Written exercise 1: According to the dataset module documentation, which library is the DataModule class designed to integrate with?
Written exercise 2: In the dataset module documentation, rewrite everything from "Interacting with the" down to "preparation and loading.", changing "PyTorch Lightning" to "PyTorch Ignite".
Written exercise 3: Carry the dataset module documentation on from its last line.

==== Quoted text ====

However, note that these operations are not defined within the dataset configuration; these are specified in the training (self-energy, splitting, shifting COM) and potential (normalization) configuration TOML files.

Interacting with the Dataset Module
-----------------------------------

Here, we provide a brief overview of the :class:`~modelforge.dataset.DataModule` class. Note, users will typically interact with this portion of the code indirectly via the TOML configuration files. The :class:`~modelforge.dataset.DataModule` class handles preparing and setting up datasets for training. and is designed to integrate seamlessly with PyTorch Lightning, providing a user-friendly interface for dataset preparation and loading.

The following example demonstrates how to use the :class:`~modelforge.dataset.DataModule` class to prepare and set up a dataset for training, where the similarity to the TOML configuration file should be evident.

.. code-block:: python

    from modelforge.dataset import DataModule
    from modelforge.dataset.utils import RandomRecordSplittingStrategy

    dataset_name = "QM9"
    splitting_strategy = RandomRecordSplittingStrategy() # split randomly on system level
    batch_size = 64
    version_select = "latest"

==== Extracted entries ====

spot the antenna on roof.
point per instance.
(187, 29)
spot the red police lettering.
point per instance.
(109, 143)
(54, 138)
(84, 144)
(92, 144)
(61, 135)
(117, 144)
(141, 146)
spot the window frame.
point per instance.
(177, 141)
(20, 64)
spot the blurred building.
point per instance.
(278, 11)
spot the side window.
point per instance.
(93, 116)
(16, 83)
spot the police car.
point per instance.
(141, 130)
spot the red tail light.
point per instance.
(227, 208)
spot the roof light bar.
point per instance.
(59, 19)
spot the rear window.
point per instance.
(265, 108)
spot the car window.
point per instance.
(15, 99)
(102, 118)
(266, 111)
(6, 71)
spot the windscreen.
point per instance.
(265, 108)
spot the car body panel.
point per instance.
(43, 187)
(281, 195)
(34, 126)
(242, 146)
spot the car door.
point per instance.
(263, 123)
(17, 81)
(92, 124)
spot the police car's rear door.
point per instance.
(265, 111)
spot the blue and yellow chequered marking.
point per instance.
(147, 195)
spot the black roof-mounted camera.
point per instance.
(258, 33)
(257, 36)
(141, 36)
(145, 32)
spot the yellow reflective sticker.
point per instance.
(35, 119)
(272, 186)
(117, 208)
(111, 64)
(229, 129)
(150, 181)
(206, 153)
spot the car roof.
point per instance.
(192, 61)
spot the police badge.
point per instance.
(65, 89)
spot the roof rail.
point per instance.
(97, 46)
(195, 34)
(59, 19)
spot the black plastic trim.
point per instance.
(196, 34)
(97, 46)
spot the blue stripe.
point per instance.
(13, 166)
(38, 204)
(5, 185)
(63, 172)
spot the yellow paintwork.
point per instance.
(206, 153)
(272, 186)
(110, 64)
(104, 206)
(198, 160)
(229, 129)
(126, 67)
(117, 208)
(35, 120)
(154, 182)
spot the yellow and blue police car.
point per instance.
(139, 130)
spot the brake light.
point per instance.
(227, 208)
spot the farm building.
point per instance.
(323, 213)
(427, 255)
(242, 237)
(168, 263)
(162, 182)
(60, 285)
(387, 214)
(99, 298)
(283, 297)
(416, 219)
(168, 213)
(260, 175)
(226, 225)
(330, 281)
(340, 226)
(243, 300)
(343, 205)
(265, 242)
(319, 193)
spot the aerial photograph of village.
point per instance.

====

Answer 1: PyTorch Lightning

Answer 2:
Interacting with the Dataset Module
-----------------------------------

Here, we provide a brief overview of the :class:`~modelforge.dataset.DataModule` class. Note, users will typically interact with this portion of the code indirectly via the TOML configuration files. The :class:`~modelforge.dataset.DataModule` class handles preparing and setting up datasets for training. and is designed to integrate seamlessly with PyTorch Ignite, providing a user-friendly interface for dataset preparation and loading.

Answer 3:
    remove_self_energies = True # remove the atomic self energies
    regression_ase = False      # use the atomic self energies provided by the dataset

    data_module = DataModule(
        name=dataset_name,
        properties_of_interest=["atomic_numbers", "positions", "internal_energy_at_0K"]
        properties_assignment={
            "E": "energy",
            "atomic_numbers": "atomic_numbers",
            "positions": "positions",
        },
        splitting_strategy=splitting_strategy,
        batch_size=batch_size,
        version_select=version_select,
        remove_self_energies=remove_self_energies,
        regression_ase=regression_ase,
        local_cache_dir="~/modelforge_run",
        dataset_cache_dir="~/modelforge_hdf5_files",
    )

    # Prepare the data (downloads, processes, and caches if necessary)
    data_module.prepare_data()

    # Setup the data for training, validation, and testing
    data_module.setup()

.. _dataset-configuration:


yaml Metadata File Structure
------------------------------------

The :class:`~modelforge.dataset.HDF5Dataset` class is designed to provide a generic class for loading in modelforge compatible HDF5 files. This relies upon reading in a YAML file which provide essential information about a given dataset, including the available versions, properties, and other relevant details, along with the downloard url used to fetch the dataset. These YAML metadata files are stored in the `~modelforge/dataset/yaml_files` directory for the datasets provided by modelforge.

Below is a fictional example of a metadata YAML to demonstrate the key fields which includes the dataset name, version, description, atomic self-energies, and available properties.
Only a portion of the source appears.